DATA FOR REVIEW:
══════
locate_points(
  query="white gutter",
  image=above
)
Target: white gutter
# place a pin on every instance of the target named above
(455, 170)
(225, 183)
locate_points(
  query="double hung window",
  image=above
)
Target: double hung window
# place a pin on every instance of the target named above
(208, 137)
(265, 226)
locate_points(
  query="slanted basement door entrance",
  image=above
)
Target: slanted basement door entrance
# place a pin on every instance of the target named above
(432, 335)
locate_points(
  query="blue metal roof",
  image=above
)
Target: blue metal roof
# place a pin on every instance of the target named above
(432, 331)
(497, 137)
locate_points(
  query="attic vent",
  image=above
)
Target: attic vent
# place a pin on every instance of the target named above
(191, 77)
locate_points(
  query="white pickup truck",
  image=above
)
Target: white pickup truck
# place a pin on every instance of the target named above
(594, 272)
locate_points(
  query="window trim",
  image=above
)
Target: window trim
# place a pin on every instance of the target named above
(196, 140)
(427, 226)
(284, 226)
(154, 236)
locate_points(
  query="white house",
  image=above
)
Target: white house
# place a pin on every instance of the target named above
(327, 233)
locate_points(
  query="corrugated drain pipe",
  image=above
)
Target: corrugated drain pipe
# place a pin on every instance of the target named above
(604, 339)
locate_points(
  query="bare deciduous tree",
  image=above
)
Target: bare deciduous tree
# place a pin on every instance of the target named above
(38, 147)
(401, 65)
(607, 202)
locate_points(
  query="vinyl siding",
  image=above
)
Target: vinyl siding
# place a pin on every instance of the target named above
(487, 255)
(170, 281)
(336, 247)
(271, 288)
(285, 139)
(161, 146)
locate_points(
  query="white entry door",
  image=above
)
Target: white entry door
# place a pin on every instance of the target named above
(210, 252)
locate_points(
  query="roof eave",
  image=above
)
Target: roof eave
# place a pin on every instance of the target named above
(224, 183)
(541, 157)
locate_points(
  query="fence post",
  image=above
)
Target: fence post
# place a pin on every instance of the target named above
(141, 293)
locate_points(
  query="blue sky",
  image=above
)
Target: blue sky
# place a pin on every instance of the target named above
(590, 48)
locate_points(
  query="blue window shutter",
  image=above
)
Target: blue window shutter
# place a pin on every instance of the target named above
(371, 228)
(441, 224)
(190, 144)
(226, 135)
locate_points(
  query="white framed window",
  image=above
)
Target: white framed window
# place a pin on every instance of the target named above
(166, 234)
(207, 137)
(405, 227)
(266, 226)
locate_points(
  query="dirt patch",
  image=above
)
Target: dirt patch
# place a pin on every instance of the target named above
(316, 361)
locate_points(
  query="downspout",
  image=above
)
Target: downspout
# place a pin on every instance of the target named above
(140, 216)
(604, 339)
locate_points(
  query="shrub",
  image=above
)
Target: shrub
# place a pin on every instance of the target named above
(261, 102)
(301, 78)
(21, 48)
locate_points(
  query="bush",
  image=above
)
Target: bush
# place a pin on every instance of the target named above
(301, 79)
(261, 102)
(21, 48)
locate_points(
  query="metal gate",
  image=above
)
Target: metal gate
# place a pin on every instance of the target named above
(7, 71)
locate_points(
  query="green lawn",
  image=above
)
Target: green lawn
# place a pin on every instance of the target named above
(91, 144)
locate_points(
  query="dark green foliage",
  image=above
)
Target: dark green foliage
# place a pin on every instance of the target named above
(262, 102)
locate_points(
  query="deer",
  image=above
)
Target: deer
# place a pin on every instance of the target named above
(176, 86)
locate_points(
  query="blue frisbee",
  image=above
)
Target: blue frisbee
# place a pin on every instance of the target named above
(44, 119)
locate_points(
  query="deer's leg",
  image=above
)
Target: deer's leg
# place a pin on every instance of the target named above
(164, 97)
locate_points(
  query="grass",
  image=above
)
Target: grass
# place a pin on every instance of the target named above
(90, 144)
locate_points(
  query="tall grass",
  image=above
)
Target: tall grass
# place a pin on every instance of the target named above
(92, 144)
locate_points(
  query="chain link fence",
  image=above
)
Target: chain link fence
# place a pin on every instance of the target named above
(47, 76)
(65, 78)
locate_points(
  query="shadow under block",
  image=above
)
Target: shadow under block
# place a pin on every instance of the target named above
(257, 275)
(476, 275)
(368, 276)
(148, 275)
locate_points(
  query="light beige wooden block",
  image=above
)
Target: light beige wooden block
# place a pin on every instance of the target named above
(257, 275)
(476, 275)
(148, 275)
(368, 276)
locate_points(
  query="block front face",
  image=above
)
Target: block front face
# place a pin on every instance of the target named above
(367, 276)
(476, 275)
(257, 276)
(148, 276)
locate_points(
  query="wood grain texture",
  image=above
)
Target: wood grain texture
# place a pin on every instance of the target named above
══════
Scan the records above and report every line with the string "entry".

REPLY:
  query="white entry door",
Target: white entry door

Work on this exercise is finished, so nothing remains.